__Excerpt to read__
########

The Press

Mum denies knowing of bruises on daughter

- Marty Sharpe

A woman accused of beating her daughter has told a court she had never seen the bruises and scratches covering the girl’s body until seeing photograph­s in court.

The woman, who cannot be named, is on trial for assaulting her 9-year-old daughter with intent to injure, hitting her in the head with a hammer, neglecting her, and two charges of attempting to pervert the course of justice.

The girl’s injuries were uncovered by two Air New Zealand cabin crew members as they removed face paint from the girl on the flight to Christchur­ch on June 24 last year.

The Crown alleged that the mother beat the girl two days before the flight and then arranged for her to leave Hawke’s Bay so that Oranga Tamariki caregivers would not see her injuries. ‘‘My mum grabbed a hammer and was hitting it on my head,’’ the girl told a specialist interviewe­r.

########

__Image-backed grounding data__
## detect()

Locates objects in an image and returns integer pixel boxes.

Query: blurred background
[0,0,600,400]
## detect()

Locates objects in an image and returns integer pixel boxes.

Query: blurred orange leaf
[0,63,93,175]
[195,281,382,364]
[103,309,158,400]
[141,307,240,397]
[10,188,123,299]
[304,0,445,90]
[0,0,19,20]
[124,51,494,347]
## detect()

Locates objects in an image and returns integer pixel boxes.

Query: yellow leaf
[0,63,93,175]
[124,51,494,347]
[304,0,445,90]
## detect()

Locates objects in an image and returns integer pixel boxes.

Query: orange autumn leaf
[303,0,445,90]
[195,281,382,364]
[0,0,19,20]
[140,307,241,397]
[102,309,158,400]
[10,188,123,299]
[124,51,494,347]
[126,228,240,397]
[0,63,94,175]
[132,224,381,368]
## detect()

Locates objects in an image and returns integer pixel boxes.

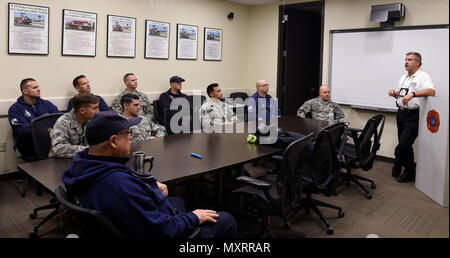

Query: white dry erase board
[328,24,449,111]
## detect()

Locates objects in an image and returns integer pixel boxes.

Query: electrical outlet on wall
[0,141,6,152]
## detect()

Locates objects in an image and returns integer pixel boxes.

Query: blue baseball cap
[86,111,142,146]
[169,75,185,83]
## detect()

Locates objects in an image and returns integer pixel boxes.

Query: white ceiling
[227,0,280,5]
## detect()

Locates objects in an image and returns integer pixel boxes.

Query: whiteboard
[328,25,449,111]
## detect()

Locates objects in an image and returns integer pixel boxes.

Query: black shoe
[392,165,402,177]
[397,169,416,183]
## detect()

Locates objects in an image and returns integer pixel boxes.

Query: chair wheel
[327,226,334,235]
[284,222,291,229]
[28,231,37,239]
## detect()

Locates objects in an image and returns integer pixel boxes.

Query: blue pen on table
[191,152,202,159]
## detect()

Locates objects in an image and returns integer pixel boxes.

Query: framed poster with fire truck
[177,24,198,60]
[61,9,97,56]
[145,20,170,59]
[8,3,50,55]
[106,15,136,58]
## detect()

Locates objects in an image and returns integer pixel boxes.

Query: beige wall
[248,0,449,157]
[0,0,249,173]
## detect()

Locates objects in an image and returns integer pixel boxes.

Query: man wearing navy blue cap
[159,75,188,134]
[61,111,236,238]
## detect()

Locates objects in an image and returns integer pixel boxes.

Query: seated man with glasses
[297,85,349,126]
[248,79,281,120]
[61,111,236,238]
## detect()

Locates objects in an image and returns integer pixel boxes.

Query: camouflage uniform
[130,116,166,142]
[297,96,347,123]
[111,90,154,119]
[49,110,88,158]
[200,99,238,128]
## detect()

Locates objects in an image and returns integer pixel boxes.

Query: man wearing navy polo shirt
[61,111,236,238]
[8,78,59,158]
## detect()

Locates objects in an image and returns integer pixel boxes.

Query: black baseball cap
[86,111,142,145]
[169,75,185,83]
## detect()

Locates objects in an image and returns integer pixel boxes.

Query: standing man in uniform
[112,73,154,119]
[8,78,59,159]
[388,52,435,183]
[297,85,349,126]
[49,93,99,158]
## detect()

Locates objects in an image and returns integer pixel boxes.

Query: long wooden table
[19,117,328,191]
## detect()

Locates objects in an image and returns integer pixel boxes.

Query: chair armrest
[237,176,272,191]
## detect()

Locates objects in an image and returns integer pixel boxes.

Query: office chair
[286,123,347,235]
[337,114,386,199]
[232,133,313,237]
[27,113,62,238]
[153,99,165,126]
[15,113,62,197]
[188,95,206,132]
[55,186,125,238]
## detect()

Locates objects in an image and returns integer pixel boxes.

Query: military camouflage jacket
[130,116,166,142]
[49,110,88,158]
[200,98,238,128]
[111,90,154,119]
[297,96,347,123]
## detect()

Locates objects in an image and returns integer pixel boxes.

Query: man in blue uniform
[62,111,236,238]
[8,78,59,158]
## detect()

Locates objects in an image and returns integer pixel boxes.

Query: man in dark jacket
[8,78,59,158]
[62,111,236,238]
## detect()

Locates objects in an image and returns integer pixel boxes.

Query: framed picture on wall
[106,15,136,58]
[145,20,170,59]
[8,3,50,55]
[203,27,223,61]
[177,24,198,60]
[61,9,97,56]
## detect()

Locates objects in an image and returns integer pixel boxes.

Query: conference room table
[18,116,329,192]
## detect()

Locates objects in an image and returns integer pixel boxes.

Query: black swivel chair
[232,133,313,237]
[55,186,200,238]
[29,113,62,238]
[15,113,62,197]
[338,114,386,199]
[286,123,347,235]
[153,99,165,126]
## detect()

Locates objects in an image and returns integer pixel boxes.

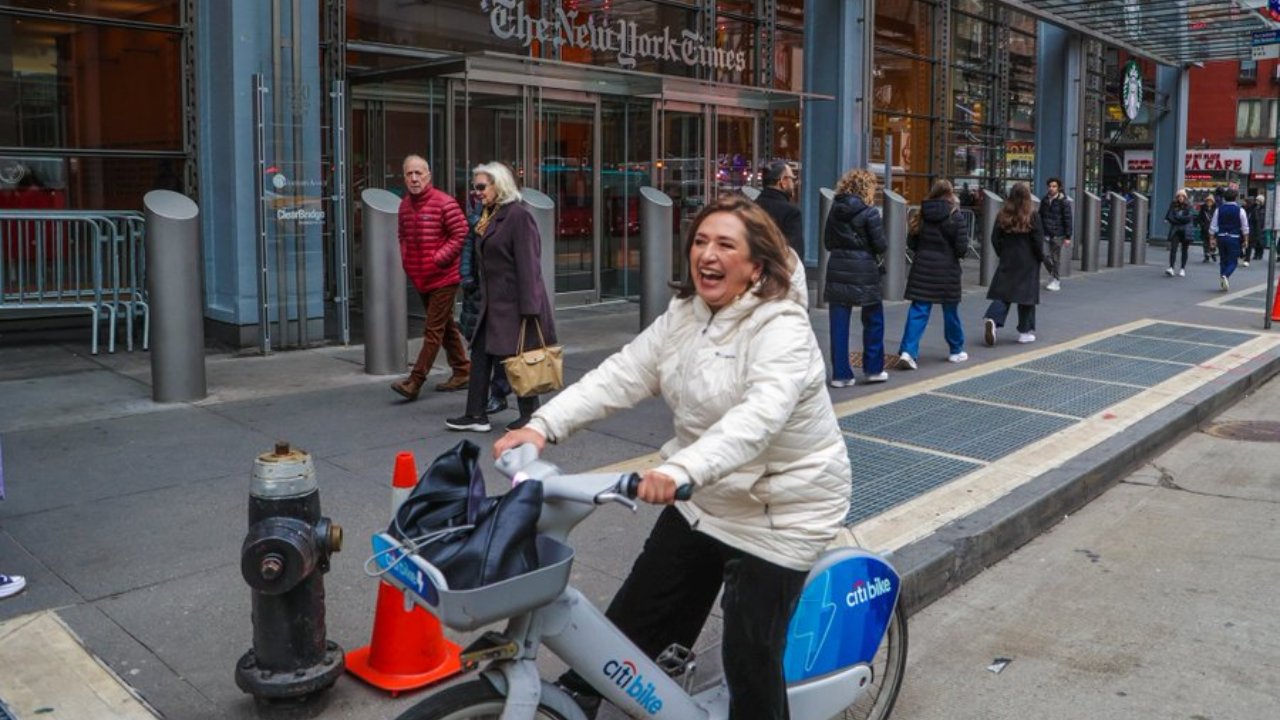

########

__Required actions__
a - Answer these questions from the news article about the assault trial:
(i) How old is the daughter?
(ii) Who uncovered the girl's injuries?
(iii) Where was the flight going, and on what date?
b - Reproduce word for word the portion of the news article about the assault trial starting with "A woman accused" and going on through "a specialist interviewe­r.".

__Solution list__
a -
(i) She is 9 years old.
(ii) Two Air New Zealand cabin crew members uncovered them.
(iii) The flight was going to Christchurch on June 24 last year.

b -
A woman accused of beating her daughter has told a court she had never seen the bruises and scratches covering the girl’s body until seeing photograph­s in court.

The woman, who cannot be named, is on trial for assaulting her 9-year-old daughter with intent to injure, hitting her in the head with a hammer, neglecting her, and two charges of attempting to pervert the course of justice.

The girl’s injuries were uncovered by two Air New Zealand cabin crew members as they removed face paint from the girl on the flight to Christchur­ch on June 24 last year.

The Crown alleged that the mother beat the girl two days before the flight and then arranged for her to leave Hawke’s Bay so that Oranga Tamariki caregivers would not see her injuries. ‘‘My mum grabbed a hammer and was hitting it on my head,’’ the girl told a specialist interviewe­r.